WHAT NEEDS TO BE DONE:
Set down, character for character, everything in the records below from the line holding "Target: sea water" down to the line holding "Target: teal folding beach chair", and no other line.

INPUT RECORDS:
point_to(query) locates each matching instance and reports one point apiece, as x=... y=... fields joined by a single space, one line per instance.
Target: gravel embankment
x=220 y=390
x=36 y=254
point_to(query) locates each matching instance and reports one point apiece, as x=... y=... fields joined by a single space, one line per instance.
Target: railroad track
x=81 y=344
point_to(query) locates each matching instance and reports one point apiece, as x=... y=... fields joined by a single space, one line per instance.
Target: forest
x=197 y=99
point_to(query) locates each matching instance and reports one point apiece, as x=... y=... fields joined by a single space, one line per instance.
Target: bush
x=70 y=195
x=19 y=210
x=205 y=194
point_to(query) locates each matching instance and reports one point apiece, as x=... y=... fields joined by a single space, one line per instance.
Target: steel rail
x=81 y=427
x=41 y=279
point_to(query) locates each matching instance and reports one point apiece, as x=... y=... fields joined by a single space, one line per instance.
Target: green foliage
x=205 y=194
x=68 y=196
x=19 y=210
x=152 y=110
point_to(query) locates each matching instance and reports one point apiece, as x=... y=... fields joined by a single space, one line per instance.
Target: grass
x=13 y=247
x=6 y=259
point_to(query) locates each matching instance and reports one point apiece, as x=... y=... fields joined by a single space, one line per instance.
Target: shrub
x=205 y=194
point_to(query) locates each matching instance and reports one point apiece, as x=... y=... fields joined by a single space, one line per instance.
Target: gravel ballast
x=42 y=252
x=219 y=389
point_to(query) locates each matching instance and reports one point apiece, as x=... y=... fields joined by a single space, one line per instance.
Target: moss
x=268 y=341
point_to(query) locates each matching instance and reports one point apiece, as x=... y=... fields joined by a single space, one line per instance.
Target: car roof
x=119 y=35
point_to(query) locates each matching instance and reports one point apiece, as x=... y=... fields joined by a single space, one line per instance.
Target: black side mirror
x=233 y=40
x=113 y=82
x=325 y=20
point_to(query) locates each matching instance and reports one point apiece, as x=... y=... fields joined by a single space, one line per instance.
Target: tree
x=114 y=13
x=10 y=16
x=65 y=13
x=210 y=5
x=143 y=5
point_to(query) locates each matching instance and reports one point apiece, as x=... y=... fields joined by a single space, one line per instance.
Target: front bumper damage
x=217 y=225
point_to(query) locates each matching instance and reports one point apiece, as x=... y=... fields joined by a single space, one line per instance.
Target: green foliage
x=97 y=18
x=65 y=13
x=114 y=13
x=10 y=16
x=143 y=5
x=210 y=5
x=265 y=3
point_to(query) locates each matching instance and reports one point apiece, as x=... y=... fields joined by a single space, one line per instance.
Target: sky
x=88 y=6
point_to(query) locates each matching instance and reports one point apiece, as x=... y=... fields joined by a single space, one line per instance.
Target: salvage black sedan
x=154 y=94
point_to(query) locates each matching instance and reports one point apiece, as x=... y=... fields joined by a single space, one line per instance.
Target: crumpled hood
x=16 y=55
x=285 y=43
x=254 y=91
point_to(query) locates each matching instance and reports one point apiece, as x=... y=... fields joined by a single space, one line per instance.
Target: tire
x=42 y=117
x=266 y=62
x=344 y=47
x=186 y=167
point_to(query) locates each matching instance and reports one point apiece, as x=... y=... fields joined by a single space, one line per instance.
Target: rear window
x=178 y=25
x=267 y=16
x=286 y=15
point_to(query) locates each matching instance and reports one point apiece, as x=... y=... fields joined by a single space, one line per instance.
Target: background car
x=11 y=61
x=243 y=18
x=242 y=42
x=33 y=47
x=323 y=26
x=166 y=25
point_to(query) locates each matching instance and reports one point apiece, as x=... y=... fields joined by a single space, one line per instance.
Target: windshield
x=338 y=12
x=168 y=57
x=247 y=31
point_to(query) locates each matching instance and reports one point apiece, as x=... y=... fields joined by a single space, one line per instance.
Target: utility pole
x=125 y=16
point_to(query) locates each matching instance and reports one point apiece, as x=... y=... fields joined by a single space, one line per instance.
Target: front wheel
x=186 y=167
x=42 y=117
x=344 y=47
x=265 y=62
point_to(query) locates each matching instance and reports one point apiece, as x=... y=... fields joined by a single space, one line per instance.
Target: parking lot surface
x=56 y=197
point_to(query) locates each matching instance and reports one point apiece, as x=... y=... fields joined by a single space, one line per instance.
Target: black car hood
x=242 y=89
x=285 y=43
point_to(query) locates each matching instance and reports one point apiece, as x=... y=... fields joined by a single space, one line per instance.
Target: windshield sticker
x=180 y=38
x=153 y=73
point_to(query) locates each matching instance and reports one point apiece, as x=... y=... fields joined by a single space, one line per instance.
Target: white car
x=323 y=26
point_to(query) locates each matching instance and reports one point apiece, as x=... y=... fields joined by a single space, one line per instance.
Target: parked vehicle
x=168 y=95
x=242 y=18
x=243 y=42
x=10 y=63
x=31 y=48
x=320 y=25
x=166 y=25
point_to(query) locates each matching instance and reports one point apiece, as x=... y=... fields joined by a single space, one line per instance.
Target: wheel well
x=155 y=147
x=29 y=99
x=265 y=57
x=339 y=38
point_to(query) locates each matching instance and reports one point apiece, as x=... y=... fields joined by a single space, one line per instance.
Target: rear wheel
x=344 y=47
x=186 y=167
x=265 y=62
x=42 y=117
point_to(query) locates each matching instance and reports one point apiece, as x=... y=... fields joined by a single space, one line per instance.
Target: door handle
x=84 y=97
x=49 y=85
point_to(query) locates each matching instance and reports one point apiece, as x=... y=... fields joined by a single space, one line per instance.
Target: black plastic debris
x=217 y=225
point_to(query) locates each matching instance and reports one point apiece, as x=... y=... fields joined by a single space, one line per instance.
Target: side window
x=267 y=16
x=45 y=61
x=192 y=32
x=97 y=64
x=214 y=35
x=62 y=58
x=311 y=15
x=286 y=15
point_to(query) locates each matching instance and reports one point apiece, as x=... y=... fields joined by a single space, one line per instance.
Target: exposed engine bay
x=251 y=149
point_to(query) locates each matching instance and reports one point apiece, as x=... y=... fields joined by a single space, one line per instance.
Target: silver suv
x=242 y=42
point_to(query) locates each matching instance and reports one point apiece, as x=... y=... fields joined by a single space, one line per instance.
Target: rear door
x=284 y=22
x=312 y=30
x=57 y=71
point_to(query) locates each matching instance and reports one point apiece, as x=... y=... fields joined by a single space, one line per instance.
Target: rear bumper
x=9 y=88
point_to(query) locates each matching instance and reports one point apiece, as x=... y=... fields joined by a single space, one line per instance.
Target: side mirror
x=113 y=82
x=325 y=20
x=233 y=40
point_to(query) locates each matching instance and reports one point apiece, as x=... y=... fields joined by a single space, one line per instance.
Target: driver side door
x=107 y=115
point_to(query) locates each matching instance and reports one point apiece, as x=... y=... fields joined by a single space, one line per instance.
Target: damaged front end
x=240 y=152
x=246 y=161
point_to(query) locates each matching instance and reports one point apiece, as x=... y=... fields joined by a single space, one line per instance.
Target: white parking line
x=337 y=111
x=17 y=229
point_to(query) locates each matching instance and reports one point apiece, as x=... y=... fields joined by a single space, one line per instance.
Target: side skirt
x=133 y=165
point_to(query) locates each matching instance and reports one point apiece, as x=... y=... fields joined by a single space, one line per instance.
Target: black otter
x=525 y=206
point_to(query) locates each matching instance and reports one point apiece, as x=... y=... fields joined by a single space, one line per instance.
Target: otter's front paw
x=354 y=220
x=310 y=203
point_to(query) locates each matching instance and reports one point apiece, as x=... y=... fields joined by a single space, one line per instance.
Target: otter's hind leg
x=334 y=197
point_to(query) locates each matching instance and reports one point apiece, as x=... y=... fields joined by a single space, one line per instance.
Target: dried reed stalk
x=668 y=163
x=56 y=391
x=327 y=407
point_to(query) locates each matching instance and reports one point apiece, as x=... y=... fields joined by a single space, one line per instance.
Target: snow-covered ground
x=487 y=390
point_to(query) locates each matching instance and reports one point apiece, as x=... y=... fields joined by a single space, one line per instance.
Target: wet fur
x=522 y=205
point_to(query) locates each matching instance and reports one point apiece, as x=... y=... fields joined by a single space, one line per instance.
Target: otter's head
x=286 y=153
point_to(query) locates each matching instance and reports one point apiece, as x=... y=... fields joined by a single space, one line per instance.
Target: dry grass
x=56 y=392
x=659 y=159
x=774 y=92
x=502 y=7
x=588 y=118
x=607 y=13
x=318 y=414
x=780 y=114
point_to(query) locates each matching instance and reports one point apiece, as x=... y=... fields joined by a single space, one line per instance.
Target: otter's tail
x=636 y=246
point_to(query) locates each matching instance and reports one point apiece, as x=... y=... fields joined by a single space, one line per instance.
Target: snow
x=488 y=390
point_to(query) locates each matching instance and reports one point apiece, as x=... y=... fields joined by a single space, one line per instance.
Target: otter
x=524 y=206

* * *

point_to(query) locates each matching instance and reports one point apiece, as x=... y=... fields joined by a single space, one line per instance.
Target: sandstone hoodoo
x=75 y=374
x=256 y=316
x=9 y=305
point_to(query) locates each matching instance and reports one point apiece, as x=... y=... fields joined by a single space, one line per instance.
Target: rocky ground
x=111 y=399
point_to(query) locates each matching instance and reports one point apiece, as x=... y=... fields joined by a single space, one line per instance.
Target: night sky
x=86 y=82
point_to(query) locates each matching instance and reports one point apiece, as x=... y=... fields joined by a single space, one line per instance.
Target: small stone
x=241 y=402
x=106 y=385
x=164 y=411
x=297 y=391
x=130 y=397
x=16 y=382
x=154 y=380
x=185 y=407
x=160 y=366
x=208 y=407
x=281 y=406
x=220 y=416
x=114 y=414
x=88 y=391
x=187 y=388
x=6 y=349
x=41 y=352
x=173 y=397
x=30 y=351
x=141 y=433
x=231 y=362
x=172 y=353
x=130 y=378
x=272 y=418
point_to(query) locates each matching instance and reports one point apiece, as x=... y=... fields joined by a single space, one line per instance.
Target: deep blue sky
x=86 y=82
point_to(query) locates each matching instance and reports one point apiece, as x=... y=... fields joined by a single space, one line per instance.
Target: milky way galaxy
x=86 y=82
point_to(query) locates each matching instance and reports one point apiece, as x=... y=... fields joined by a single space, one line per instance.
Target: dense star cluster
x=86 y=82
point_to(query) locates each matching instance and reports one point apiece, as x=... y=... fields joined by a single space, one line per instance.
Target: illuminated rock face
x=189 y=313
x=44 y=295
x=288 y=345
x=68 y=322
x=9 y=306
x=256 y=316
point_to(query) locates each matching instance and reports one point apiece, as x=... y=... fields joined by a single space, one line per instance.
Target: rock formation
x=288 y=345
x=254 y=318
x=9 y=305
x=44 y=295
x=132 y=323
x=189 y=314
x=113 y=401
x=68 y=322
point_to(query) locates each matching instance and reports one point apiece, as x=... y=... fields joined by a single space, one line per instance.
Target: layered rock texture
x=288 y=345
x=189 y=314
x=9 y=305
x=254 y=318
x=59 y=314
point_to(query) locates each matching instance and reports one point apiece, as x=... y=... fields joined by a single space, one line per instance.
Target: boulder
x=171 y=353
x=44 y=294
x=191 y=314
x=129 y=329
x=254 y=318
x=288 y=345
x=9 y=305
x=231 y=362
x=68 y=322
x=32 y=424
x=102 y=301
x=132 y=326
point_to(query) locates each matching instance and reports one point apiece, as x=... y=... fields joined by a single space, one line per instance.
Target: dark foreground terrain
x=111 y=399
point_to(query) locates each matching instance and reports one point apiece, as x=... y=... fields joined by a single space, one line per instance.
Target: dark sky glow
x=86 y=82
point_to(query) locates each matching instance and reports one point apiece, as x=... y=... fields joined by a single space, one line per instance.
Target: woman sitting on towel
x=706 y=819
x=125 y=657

* * *

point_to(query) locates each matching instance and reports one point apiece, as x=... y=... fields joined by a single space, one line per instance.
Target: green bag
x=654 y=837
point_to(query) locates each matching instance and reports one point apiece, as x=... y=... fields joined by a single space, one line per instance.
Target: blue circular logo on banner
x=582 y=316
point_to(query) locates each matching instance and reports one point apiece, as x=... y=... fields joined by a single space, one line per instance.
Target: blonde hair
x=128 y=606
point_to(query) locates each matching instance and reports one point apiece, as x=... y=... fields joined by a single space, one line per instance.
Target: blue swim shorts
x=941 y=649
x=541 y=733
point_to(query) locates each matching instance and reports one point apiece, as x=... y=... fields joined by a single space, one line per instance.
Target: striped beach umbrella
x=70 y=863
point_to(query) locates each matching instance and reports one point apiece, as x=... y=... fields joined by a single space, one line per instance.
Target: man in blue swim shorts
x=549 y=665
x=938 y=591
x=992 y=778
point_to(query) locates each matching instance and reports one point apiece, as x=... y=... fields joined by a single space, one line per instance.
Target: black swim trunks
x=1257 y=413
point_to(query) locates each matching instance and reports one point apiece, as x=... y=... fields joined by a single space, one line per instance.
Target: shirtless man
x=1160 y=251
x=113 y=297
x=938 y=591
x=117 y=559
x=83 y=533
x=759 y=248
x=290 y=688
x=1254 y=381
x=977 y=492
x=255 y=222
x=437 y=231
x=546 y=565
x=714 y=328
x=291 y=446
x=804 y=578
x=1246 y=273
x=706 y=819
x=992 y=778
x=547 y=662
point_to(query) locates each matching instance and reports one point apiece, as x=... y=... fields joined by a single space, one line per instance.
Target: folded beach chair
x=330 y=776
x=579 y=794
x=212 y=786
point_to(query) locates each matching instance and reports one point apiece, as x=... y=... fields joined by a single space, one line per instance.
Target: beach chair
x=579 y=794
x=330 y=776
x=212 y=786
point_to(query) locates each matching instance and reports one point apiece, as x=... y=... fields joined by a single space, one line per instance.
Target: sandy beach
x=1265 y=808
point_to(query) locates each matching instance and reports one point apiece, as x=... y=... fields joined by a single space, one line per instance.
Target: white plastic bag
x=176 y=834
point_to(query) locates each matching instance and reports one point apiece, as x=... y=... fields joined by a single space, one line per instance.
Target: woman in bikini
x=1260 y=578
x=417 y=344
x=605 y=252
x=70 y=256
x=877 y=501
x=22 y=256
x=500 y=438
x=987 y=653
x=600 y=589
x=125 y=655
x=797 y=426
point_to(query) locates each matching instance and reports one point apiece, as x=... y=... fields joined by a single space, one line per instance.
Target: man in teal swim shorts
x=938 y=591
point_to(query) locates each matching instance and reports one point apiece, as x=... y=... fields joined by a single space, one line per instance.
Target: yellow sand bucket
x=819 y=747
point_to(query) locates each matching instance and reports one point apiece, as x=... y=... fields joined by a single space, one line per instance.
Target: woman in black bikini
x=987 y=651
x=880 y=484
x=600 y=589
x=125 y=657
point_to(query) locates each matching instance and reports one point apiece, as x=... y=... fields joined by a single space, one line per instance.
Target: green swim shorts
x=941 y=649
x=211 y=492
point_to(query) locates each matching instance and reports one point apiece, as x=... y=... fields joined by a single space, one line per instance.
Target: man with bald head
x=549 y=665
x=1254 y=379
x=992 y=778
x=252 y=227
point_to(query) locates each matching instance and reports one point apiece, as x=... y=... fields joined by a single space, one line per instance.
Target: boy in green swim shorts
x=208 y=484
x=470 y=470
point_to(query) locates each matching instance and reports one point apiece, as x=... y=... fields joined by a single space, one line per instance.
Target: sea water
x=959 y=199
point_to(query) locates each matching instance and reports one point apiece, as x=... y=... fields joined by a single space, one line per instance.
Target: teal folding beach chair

ANSWER FOR THIS EXERCISE:
Target: sea water
x=959 y=199
point_to(query) locates each matching instance and reports one point apiece, as x=... y=... fields joined by a single space, one line per instance.
Target: teal folding beach chair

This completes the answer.